RECORDS PROVIDED –
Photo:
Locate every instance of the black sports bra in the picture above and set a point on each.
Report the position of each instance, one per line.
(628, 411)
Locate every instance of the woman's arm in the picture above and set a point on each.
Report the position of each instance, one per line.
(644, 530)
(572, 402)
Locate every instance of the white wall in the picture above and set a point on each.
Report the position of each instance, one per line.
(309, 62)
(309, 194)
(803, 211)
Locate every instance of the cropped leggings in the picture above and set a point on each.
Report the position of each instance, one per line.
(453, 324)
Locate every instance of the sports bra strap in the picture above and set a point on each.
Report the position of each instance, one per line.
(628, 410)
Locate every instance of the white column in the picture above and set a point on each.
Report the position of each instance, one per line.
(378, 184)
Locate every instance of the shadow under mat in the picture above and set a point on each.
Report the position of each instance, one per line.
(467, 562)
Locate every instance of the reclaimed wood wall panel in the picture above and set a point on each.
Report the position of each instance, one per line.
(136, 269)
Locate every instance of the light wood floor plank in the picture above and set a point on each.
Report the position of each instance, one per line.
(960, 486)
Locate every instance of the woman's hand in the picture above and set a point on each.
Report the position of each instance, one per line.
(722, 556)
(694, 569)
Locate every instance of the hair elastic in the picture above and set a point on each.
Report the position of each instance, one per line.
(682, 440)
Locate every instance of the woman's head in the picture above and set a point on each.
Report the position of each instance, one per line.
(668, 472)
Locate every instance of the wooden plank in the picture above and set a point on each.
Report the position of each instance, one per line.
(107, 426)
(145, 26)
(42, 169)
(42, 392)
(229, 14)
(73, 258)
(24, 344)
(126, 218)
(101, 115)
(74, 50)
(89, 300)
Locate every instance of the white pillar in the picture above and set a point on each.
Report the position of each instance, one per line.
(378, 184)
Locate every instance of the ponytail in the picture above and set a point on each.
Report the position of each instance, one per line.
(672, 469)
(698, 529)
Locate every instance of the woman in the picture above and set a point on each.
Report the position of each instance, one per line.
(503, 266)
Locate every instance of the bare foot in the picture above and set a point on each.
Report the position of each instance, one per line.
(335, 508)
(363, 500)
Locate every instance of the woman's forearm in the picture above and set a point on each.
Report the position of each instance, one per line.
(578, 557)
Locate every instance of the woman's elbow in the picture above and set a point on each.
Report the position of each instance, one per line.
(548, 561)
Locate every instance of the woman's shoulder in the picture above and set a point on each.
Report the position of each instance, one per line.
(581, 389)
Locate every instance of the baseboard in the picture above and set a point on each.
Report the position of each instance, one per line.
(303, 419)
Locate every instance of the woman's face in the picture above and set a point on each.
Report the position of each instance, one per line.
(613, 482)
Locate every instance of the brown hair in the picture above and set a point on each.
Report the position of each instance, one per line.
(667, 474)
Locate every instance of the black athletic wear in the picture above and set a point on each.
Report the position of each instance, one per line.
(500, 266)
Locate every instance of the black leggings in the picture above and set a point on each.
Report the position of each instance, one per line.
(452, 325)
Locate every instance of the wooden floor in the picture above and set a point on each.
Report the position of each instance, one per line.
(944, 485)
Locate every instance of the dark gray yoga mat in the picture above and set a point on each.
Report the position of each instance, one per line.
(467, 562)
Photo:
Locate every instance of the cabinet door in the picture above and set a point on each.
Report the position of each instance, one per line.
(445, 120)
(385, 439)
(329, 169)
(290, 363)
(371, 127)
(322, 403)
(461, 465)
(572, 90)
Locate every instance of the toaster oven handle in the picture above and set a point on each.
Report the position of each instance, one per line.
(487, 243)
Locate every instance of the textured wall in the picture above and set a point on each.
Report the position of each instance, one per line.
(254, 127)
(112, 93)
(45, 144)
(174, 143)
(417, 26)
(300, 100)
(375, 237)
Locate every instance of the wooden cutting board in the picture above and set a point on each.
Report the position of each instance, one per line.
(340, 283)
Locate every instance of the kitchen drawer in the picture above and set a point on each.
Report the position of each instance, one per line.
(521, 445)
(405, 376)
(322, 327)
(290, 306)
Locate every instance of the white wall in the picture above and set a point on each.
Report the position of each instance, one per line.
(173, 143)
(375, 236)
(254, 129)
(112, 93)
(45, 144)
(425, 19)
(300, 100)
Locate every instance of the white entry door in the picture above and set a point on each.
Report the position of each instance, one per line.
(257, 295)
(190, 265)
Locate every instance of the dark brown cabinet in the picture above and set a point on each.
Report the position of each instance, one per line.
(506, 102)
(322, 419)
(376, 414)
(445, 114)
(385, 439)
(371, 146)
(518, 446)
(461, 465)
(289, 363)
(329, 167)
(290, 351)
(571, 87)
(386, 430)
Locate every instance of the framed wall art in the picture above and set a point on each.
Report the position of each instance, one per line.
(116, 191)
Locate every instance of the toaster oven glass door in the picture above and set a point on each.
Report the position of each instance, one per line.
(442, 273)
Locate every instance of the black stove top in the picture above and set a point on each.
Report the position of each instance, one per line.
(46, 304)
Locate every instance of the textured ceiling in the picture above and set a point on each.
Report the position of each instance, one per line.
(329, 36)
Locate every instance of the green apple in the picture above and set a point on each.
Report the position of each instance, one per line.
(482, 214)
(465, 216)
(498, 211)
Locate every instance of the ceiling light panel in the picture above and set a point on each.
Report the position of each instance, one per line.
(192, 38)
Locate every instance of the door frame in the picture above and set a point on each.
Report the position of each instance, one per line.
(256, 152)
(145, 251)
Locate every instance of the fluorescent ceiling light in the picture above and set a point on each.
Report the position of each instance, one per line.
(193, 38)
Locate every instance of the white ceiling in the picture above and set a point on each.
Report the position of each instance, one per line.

EXERCISE DIRECTIONS –
Using the listing above, retype each line exactly.

RESULT FOR THIS TASK –
Photo:
Locate every instance of the black sports bra in the picture above and set a point on each.
Report the position of each instance, one per line.
(628, 411)
Locate every instance of the woman's arm in the picture above and set a point on each.
Report the position of each instance, one per line.
(644, 530)
(572, 402)
Locate every instance of the white wall in the picture above and set a point on each.
Report the position of each instance, one per line.
(309, 62)
(309, 194)
(803, 211)
Locate every instance of the cropped leggings in the picture above and set a point on each.
Report the position of each instance, one per line.
(453, 324)
Locate every instance of the sports bra strap in the picture above and set a point on each.
Report the position of each instance, one per line.
(628, 410)
Locate every instance of the white column in the picture above and set a point on each.
Report the position of each instance, one per line.
(378, 184)
Locate every instance of the shadow under mat in the picture above and set a point on each.
Report the position of each instance, one per line.
(467, 562)
Locate every instance of the reclaimed wood wall panel in the picture above and set a point on each.
Report the position of each instance, one per line.
(136, 269)
Locate every instance of the light wood floor plank in the picture above and set a point on each.
Report the position of each instance, one per line.
(960, 486)
Locate every instance of the woman's hand in the picture above and set a point on each.
Report the position of each instance, one per line.
(722, 556)
(694, 569)
Locate every instance of the hair elastic in the picture above and set a point on each.
Report the position of each instance, one per line.
(682, 440)
Locate every instance of the woman's head in the picture above and set a point on each.
Report the position of each instance, one per line.
(668, 472)
Locate every instance of the wooden plank in the picture above and set a point on each.
Report the position of each instance, one per line.
(107, 426)
(145, 26)
(42, 169)
(42, 392)
(229, 14)
(73, 258)
(24, 344)
(126, 218)
(101, 115)
(74, 50)
(89, 300)
Locate every instance of the white pillar in the picture above and set a point on each.
Report the position of each instance, one per line.
(378, 184)
Locate every instance of the ponytail in the picture above and set a point on each.
Report the position of each instance, one per line.
(672, 469)
(698, 529)
Locate every instance of the woman in the picture above and set a point on each.
Report the position of each instance, one per line.
(503, 266)
Locate every instance of the bare foot in the picture above and set a point on each.
Report the position of each instance, one per line.
(335, 508)
(363, 500)
Locate every instance of the woman's forearm in the picture above and set a point on each.
Report the position of each instance, one per line.
(578, 557)
Locate every instance of the woman's elbow in the picture above and set a point on each.
Report the position of each instance, one per line.
(548, 561)
Locate every instance of the woman's shoulder in the picture above and set a point on each.
Report the position of each instance, one per line.
(581, 389)
Locate every instance of the baseboard in the picture above and set a point on each.
Report the position of each instance, one per line.
(303, 419)
Locate every instance of the woman's face in the picture above and set a point on each.
Report the position of each instance, one per line.
(613, 482)
Locate every instance of the brown hair in the picture above and set a point on each.
Report the position of each instance, one per line.
(667, 474)
Locate every instance of the black athletic wear in the picture above and set a point on each.
Report the position of each instance, one per line.
(500, 266)
Locate every instance of the black leggings in the picture above and set a point on each.
Report the position of each instance, one per line.
(452, 325)
Locate every instance of the wooden floor in the picture above and set a point on each.
Report the position of each instance, one per line.
(944, 485)
Locate every instance of the dark gray yoga mat in the picture above and set a point on each.
Report the position of each instance, one per line.
(467, 562)
Photo:
Locate every instance of the cabinet door in the picture above and set a point on each.
Report the position of each instance, one per line.
(445, 120)
(385, 439)
(329, 169)
(290, 363)
(371, 127)
(322, 403)
(461, 465)
(572, 90)
Locate every instance of the toaster oven handle in the picture above and set a point on each.
Report the position of each instance, one per line.
(487, 243)
Locate every instance of the textured wall in the picture above and set a point on each.
Report the position of each instance, one per line.
(254, 127)
(112, 93)
(45, 144)
(174, 143)
(417, 26)
(300, 100)
(375, 237)
Locate every instance of the wooden cutting board in the picture above and set a point on each.
Report the position of each instance, one per line.
(340, 283)
Locate every instance of the kitchen drawer in the picture above and set a point on each.
Report the position of each instance, one per line.
(521, 445)
(405, 376)
(322, 327)
(290, 306)
Locate every instance of the white wall in the picture above and set a point on each.
Report the position of each instance, one per line.
(173, 143)
(375, 236)
(254, 129)
(112, 93)
(45, 144)
(425, 19)
(300, 100)
Locate every instance of the white entry door in the picture above and set a point on each.
Report the position of each instance, one per line.
(257, 295)
(190, 265)
Locate every instance of the dark brown cabinet in the picture above and set a point on each.
Report the position of each instance, one per line.
(506, 102)
(322, 419)
(376, 414)
(445, 114)
(385, 439)
(371, 146)
(518, 446)
(461, 465)
(289, 363)
(329, 167)
(290, 351)
(571, 87)
(386, 430)
Locate every instance of the framed wall art in the picture above and set a point on each.
Report the position of each instance, one per line.
(116, 191)
Locate every instance of the toaster oven glass door in the picture above and set a point on each.
Report the position of each instance, one per line.
(442, 273)
Locate every instance of the black stove top in the picture above and set a point on each.
Report the position of each instance, one per line.
(46, 304)
Locate every instance of the textured ceiling in the picture above and set a point on each.
Report the position of each instance, one per line.
(329, 36)
Locate every instance of the green apple in the picture above and set a point on each.
Report the position of each instance, one per line.
(482, 214)
(465, 216)
(498, 211)
Locate every instance of the ceiling light panel in the picture above and set a point on each.
Report the position of each instance, one per line.
(192, 38)
Locate every instance of the door frame in the picture above and set a point on each.
Report the position of each instance, one per line.
(256, 152)
(145, 251)
Locate every instance of the fluorescent ceiling light in the picture above and set a point on each.
Report the position of each instance, one per line.
(193, 38)
Locate every instance of the white ceiling in the picture above and set a point on each.
Report the position of each instance, one per line.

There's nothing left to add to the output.